Reproduce a portion of the conference abstract on savings and asset accumulation word for word, starting at "192 Understanding Individual, Institutional, and" and ending at "(Grand Hyatt Washington)".

■ SOURCE
--

Society for Social Work and Research

Sixteenth Annual Conference Research That Makes A Difference: Advancing Practice and Shaping Public Policy
11-15 January 2012 I Grand Hyatt Washington I Washington, DC

192 Understanding Individual, Institutional, and Environmental Determinants of Savings and Asset Accumulation Globally: Examples From Uganda, United States China, and Ghana

Sunday, January 15, 2012: 10:45 AM-12:15 PM
Farragut Square (Grand Hyatt Washington)
Cluster: International Social Work and Global Issues
Symposium Organizer:
Gina Chowa, PhD, University of North Carolina at Chapel Hill
Background and Purpose: Saving and asset building are of interest to many professions. As a result examining and explaining the determinants of saving and asset building has received remarkable attention. Determinants include income and age by economists (Modigliani & Ando, 1957), personality characteristics by behavioral economists, (Katona, 1975; Thaler & Shefrin, 1981; Wärneryd, 1999), and class and social stratification by sociologists (D'Souza, 1981; Weber, 1967). Social workers examine the effect of institutional variables such as access, incentives, expectation, and facilitation in promoting saving (Beverly & Sherraden, 1999; Sherraden, 1991; Sherraden, Schreiner, & Beverly, 2003) in addition to internal capabilities of people (Sherraden, 2010). Although remarkable progress in understanding determinants has been made, understanding what combination of these determinants propels poor peoples savings and assets is not complete.

This symposium aims to present studies from Uganda, China, Ghana and United States that use a range of models of determinants of saving and asset accumulation. These include individual and family (economic and psychology), environmental (social class), and institutional and programmatic (economics and sociology).

Methods: The Uganda project (n=203) uses Hierarchical Regression Modeling (HRM) to assess the importance of a set of predictor variables, on savings. The study in the United States employs Growth Mixture Models (GMM) to explore asset accumulation patterns of families with young children (n=991 mothers and n=1036 children). The China project uses descriptive (n=1200), administrative and in-depth interviews (n=20) to assess associations of programmatic factors and asset accumulation. The Ghana project uses Confirmatory Factor Analysis (CFA) (n=51) and cognitive interview (n=20) of samples of youth ages 12 to 14 to investigate internal and external factors of Financial Capability.

Results: In the Uganda study, HRMs analysis suggest that compared with the individual and environmental/structural perspective, institutional features explain a large part of the variance in saving outcome (incremental R2= 0.332). Findings from the China project indicate that the program increased local farmer's access to financial services by 92%, augmented local social insurance funds by an annual growth rate of 8.3%, increased retirement savings by participants by 57%. The Ghana project findings indicate that dropping items such as borrowing money and talking to family members improved reliability from α=.08 to α=.65 in a money management scale. In the United States study age of mothers at time of child birth (older mothers have 1.5 times odds of belonging to high savings classes than low saving class), and race, with non-Black/non-Hispanic mothers are 12.5 times the odds of belonging to the high savings class compared to African-American mothers.

--

■ SOURCE MATERIAL

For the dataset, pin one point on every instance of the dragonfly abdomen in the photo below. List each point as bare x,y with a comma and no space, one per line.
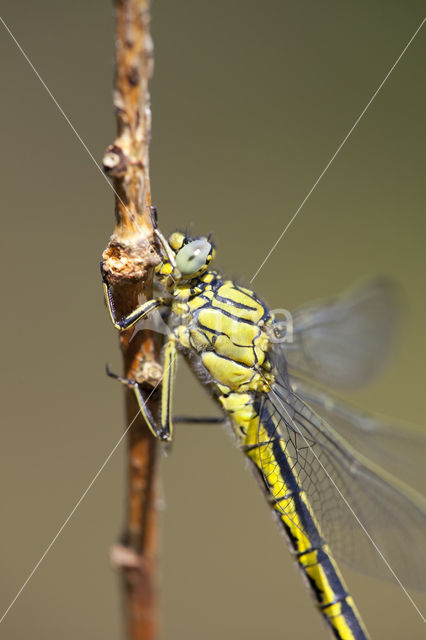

--

■ SOLUTION BELOW
192 Understanding Individual, Institutional, and Environmental Determinants of Savings and Asset Accumulation Globally: Examples From Uganda, United States China, and Ghana

Sunday, January 15, 2012: 10:45 AM-12:15 PM
Farragut Square (Grand Hyatt Washington)